• _Task goal_: Reproduce verbatim the lines running from the line containing "# Mark the region of the tree" through the final line of the extracted records, including both ends.

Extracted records
—————
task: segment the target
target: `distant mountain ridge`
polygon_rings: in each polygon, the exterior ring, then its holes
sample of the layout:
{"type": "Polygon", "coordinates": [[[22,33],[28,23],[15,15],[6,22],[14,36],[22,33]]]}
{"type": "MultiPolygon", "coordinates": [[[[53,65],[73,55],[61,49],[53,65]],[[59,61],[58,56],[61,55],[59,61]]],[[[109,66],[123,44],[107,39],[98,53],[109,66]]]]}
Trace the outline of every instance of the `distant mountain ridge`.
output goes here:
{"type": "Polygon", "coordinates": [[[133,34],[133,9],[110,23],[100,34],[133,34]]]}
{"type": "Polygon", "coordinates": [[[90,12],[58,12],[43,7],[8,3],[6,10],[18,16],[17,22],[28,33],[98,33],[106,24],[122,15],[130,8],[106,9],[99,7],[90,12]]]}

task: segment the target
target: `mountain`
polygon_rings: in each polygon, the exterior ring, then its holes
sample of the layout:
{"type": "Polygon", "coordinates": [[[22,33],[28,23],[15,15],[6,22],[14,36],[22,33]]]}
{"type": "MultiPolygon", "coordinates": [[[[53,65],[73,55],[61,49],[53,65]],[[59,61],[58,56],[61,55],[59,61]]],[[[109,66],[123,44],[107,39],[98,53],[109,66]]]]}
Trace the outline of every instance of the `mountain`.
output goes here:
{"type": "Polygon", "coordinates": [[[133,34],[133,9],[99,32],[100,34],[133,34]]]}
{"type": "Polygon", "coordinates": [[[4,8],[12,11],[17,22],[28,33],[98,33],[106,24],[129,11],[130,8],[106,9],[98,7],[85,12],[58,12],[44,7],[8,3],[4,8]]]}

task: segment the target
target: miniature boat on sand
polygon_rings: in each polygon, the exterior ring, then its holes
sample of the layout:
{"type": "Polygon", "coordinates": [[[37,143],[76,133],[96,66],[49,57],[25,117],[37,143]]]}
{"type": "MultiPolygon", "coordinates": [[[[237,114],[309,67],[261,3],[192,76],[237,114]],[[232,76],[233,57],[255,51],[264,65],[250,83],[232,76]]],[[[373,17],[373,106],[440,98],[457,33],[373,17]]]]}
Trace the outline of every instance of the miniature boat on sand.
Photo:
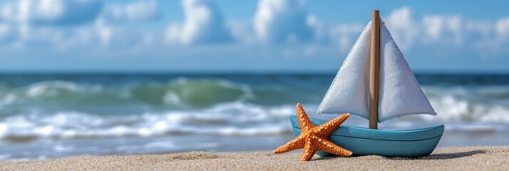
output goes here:
{"type": "MultiPolygon", "coordinates": [[[[310,118],[315,125],[327,120],[310,118]]],[[[297,117],[291,116],[295,137],[300,134],[297,117]]],[[[388,157],[426,156],[433,152],[443,133],[443,125],[432,128],[387,130],[352,126],[339,126],[332,132],[329,140],[352,152],[354,156],[376,155],[388,157]]],[[[317,152],[320,156],[333,155],[325,152],[317,152]]]]}
{"type": "MultiPolygon", "coordinates": [[[[353,155],[418,157],[431,154],[443,133],[432,128],[378,130],[378,123],[404,115],[436,115],[377,10],[345,59],[318,114],[349,113],[369,120],[369,128],[340,126],[329,138],[353,155]]],[[[315,125],[326,120],[310,118],[315,125]]],[[[301,130],[290,116],[295,136],[301,130]]],[[[322,156],[331,155],[319,152],[322,156]]]]}

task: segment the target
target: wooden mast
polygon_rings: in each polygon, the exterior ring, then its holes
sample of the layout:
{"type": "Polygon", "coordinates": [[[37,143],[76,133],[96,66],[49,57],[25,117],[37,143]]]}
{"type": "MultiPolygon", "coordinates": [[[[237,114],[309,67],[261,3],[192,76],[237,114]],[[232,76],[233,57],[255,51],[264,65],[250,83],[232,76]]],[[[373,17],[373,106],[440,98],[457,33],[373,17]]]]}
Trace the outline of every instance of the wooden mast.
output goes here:
{"type": "Polygon", "coordinates": [[[371,49],[369,71],[369,128],[378,129],[379,72],[380,58],[380,11],[374,10],[371,19],[371,49]]]}

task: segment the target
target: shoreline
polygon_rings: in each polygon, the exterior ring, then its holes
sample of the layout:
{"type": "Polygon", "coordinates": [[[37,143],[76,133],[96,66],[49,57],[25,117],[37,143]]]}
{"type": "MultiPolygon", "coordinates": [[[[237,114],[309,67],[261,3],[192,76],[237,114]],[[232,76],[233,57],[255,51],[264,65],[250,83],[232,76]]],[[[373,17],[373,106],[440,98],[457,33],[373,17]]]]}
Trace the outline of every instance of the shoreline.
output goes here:
{"type": "Polygon", "coordinates": [[[299,151],[274,155],[270,151],[188,152],[165,155],[111,155],[0,161],[0,170],[498,170],[509,168],[509,146],[436,149],[420,157],[321,157],[299,162],[299,151]]]}

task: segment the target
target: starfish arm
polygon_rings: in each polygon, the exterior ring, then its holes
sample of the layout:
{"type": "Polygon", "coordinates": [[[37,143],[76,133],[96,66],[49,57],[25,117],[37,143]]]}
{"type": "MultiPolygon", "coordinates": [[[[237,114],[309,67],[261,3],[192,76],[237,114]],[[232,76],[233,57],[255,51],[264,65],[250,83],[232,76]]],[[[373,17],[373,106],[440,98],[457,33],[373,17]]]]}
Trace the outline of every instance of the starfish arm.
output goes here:
{"type": "Polygon", "coordinates": [[[331,154],[334,154],[343,157],[351,156],[351,151],[342,148],[329,140],[322,140],[321,145],[318,145],[318,150],[325,151],[331,154]]]}
{"type": "Polygon", "coordinates": [[[324,138],[329,137],[329,135],[332,133],[336,129],[337,129],[339,125],[344,122],[344,120],[350,116],[350,113],[345,113],[339,117],[337,117],[333,120],[329,120],[329,122],[320,125],[317,130],[319,130],[319,136],[324,138]]]}
{"type": "Polygon", "coordinates": [[[304,147],[304,150],[302,151],[302,157],[300,158],[301,162],[309,161],[311,158],[313,157],[314,153],[317,152],[316,147],[311,145],[311,140],[308,140],[304,147]]]}
{"type": "Polygon", "coordinates": [[[307,117],[306,111],[304,110],[304,108],[300,103],[297,103],[297,119],[299,120],[299,125],[300,125],[301,130],[303,131],[308,131],[315,127],[314,125],[313,125],[313,123],[311,122],[311,120],[309,120],[309,118],[307,117]]]}
{"type": "Polygon", "coordinates": [[[276,150],[274,150],[274,154],[280,154],[280,153],[284,153],[287,152],[289,152],[292,150],[294,150],[299,148],[302,148],[304,147],[304,145],[305,144],[304,136],[299,135],[297,138],[294,139],[293,140],[291,140],[290,142],[287,142],[286,144],[282,145],[281,147],[279,147],[276,148],[276,150]]]}

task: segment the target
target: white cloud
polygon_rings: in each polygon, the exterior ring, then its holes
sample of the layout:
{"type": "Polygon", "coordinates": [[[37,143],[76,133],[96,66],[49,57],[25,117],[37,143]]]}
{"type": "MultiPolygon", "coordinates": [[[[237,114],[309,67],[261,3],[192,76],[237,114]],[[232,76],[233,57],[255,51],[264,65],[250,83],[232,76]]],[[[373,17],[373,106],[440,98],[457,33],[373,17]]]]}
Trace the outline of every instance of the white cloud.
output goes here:
{"type": "Polygon", "coordinates": [[[232,40],[219,9],[208,0],[183,0],[185,19],[168,26],[168,41],[182,44],[225,43],[232,40]]]}
{"type": "Polygon", "coordinates": [[[414,22],[411,14],[410,8],[403,7],[393,11],[386,18],[382,18],[394,41],[403,49],[411,46],[421,31],[418,28],[420,24],[414,22]]]}
{"type": "Polygon", "coordinates": [[[35,24],[74,25],[91,21],[102,7],[95,0],[20,0],[1,4],[0,20],[35,24]]]}
{"type": "Polygon", "coordinates": [[[106,19],[113,21],[150,21],[158,19],[159,15],[154,0],[106,5],[102,14],[106,19]]]}
{"type": "Polygon", "coordinates": [[[499,39],[509,39],[509,17],[499,19],[495,26],[495,31],[499,39]]]}
{"type": "Polygon", "coordinates": [[[307,42],[314,38],[312,24],[303,1],[261,0],[254,14],[254,31],[266,42],[307,42]]]}

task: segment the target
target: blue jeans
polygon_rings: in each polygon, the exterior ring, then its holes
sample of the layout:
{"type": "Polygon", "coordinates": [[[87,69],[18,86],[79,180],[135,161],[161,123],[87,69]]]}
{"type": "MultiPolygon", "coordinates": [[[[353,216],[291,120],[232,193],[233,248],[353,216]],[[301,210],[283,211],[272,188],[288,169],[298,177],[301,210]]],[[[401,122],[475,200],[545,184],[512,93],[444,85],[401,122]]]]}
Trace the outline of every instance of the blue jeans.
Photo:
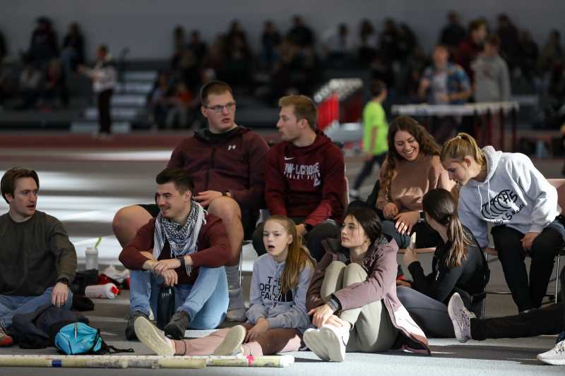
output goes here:
{"type": "MultiPolygon", "coordinates": [[[[131,270],[129,280],[129,310],[149,315],[149,308],[157,313],[160,276],[146,270],[131,270]]],[[[189,327],[196,329],[215,329],[224,321],[227,310],[227,279],[224,267],[198,268],[194,284],[174,286],[174,308],[186,312],[190,317],[189,327]]]]}
{"type": "MultiPolygon", "coordinates": [[[[6,327],[12,325],[12,317],[20,313],[30,313],[41,305],[51,304],[53,287],[49,287],[39,296],[13,296],[0,295],[0,324],[6,327]]],[[[73,293],[69,290],[69,296],[62,308],[70,310],[73,306],[73,293]]]]}

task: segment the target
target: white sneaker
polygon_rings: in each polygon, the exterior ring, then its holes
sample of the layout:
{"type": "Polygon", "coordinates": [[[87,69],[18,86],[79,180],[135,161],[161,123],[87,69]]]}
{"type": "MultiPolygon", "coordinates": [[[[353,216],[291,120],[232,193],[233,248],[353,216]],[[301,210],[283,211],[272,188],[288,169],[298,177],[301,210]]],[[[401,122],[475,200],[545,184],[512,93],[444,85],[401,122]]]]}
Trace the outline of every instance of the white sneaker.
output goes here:
{"type": "MultiPolygon", "coordinates": [[[[309,332],[309,331],[307,331],[309,332]]],[[[319,329],[312,329],[304,343],[323,360],[343,362],[345,358],[345,347],[349,341],[349,328],[326,325],[319,329]]]]}
{"type": "Polygon", "coordinates": [[[174,355],[172,341],[146,318],[138,317],[133,322],[133,328],[137,338],[157,355],[174,355]]]}
{"type": "Polygon", "coordinates": [[[549,351],[538,354],[537,360],[553,365],[565,365],[565,341],[559,342],[549,351]]]}
{"type": "Polygon", "coordinates": [[[242,325],[232,327],[227,331],[222,343],[214,350],[214,355],[242,355],[242,344],[243,344],[246,334],[247,331],[242,325]]]}
{"type": "Polygon", "coordinates": [[[463,301],[458,293],[455,293],[449,299],[447,312],[453,324],[456,338],[460,342],[467,342],[471,339],[471,319],[476,316],[465,307],[463,301]]]}

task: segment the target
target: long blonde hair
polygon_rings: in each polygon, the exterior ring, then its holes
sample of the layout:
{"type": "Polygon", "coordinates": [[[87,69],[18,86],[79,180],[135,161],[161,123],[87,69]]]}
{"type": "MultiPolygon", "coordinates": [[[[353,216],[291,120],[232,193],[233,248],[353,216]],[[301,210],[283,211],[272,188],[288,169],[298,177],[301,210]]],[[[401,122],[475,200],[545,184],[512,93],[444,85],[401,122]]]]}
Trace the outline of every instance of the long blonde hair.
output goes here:
{"type": "Polygon", "coordinates": [[[302,243],[302,237],[296,232],[296,225],[290,218],[284,215],[272,215],[265,222],[275,221],[285,228],[289,235],[292,236],[292,242],[288,245],[285,269],[280,279],[282,281],[280,291],[286,293],[298,286],[299,274],[306,267],[314,267],[316,261],[310,255],[310,252],[302,243]]]}
{"type": "Polygon", "coordinates": [[[444,144],[439,159],[441,162],[448,159],[462,161],[468,155],[472,157],[475,162],[481,166],[487,164],[484,152],[479,148],[475,138],[470,135],[461,133],[444,144]]]}

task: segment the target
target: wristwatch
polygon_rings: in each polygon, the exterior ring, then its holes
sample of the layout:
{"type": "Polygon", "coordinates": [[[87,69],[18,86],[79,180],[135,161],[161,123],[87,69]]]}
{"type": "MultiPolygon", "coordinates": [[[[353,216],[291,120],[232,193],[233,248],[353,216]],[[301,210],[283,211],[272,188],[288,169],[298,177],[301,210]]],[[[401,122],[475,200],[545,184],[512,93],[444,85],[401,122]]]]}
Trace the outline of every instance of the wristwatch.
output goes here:
{"type": "Polygon", "coordinates": [[[56,283],[59,283],[59,282],[61,282],[61,284],[68,285],[69,284],[69,278],[67,278],[66,277],[61,277],[61,278],[59,278],[59,279],[56,280],[56,283]]]}

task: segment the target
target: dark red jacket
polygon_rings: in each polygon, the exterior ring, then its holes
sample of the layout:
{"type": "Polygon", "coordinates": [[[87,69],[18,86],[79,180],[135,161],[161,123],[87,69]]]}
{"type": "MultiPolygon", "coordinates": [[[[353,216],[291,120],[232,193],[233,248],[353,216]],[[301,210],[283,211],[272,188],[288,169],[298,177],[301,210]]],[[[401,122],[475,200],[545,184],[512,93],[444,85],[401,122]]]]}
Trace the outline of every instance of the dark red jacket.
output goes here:
{"type": "Polygon", "coordinates": [[[203,130],[174,148],[167,167],[186,170],[194,181],[195,195],[229,190],[242,210],[255,212],[262,206],[268,150],[265,140],[246,128],[237,127],[218,142],[203,130]]]}
{"type": "Polygon", "coordinates": [[[328,137],[316,132],[309,146],[282,141],[267,154],[265,201],[271,214],[305,217],[316,226],[341,221],[345,195],[343,154],[328,137]]]}
{"type": "MultiPolygon", "coordinates": [[[[136,237],[119,254],[119,261],[130,270],[141,270],[147,257],[141,252],[153,253],[155,234],[155,221],[151,219],[141,227],[136,237]]],[[[180,268],[175,269],[179,275],[179,284],[192,284],[198,276],[198,267],[218,267],[225,265],[231,260],[232,251],[225,227],[222,219],[213,214],[206,215],[206,224],[200,229],[197,241],[198,252],[190,255],[194,267],[190,276],[180,268]]],[[[171,248],[166,241],[158,260],[171,258],[171,248]]]]}

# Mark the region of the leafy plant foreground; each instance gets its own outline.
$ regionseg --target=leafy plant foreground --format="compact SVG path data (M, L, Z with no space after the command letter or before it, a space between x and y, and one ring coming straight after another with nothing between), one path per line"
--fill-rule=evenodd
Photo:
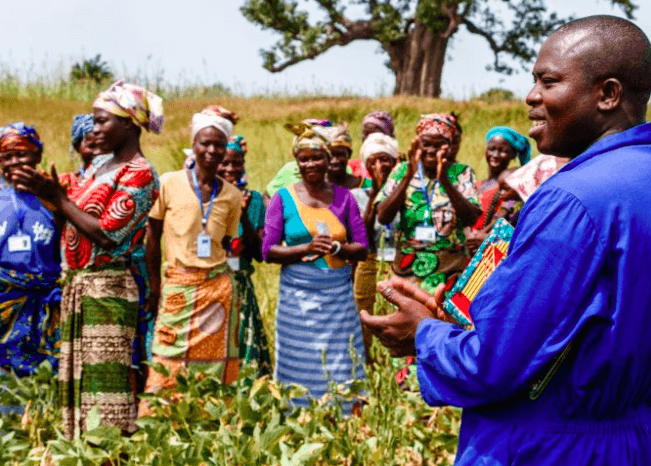
M375 347L376 356L380 349ZM417 392L402 392L386 354L368 380L333 387L328 400L293 409L301 387L243 370L232 386L210 372L178 376L176 391L144 395L154 415L122 437L102 427L67 441L61 433L56 380L47 365L27 379L8 379L1 401L27 406L0 419L0 464L8 465L443 465L451 464L459 412L431 408ZM157 367L157 370L163 370ZM345 416L337 400L357 396L361 413ZM329 402L327 402L329 401Z

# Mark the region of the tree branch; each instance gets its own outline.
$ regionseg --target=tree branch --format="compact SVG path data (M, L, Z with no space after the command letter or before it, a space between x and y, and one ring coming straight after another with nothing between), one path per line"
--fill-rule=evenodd
M292 65L295 65L296 63L300 63L305 60L313 60L318 55L321 55L323 52L331 49L335 45L344 46L356 40L368 40L375 38L375 28L370 22L350 20L346 20L346 22L347 26L345 32L334 28L336 34L333 37L325 40L322 44L315 47L313 50L300 55L296 55L295 57L292 57L289 60L286 60L278 65L268 66L267 70L271 71L272 73L278 73L286 68L289 68Z
M443 5L441 12L448 18L448 26L439 35L445 39L449 39L459 29L463 18L457 13L457 5Z

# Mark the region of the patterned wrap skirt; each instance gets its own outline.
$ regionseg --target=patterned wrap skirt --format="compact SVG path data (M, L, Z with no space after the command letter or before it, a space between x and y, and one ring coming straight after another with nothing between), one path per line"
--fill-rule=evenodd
—————
• _Correct response_:
# Mark the region of the tree branch; each instance gets its own outline.
$ regionseg --target=tree branch --format="compact SVG path data (M, L, Z with no space after the command letter or before it, a space between x and y, and one ring coming straight after another with nothing between), one path per line"
--fill-rule=evenodd
M292 65L295 65L296 63L300 63L305 60L313 60L318 55L321 55L323 52L331 49L335 45L344 46L356 40L368 40L375 38L375 28L370 22L350 20L346 20L346 22L347 26L345 32L334 28L336 34L333 37L325 40L322 44L315 47L313 50L300 55L296 55L295 57L292 57L289 60L286 60L278 65L268 66L267 70L271 71L272 73L278 73L286 68L289 68Z
M443 5L441 12L448 18L448 26L439 35L445 39L449 39L459 29L463 18L457 13L457 5Z

# Mark the region of the patterned wrap skirt; each instance gets its own outline.
$ regionseg --target=patterned wrap skirt --format="compact SVG path data (M, L, Z with no space after the command letter or before it, a space between x and y, and one ring coming straight after another with nothing between), one path per line"
--fill-rule=evenodd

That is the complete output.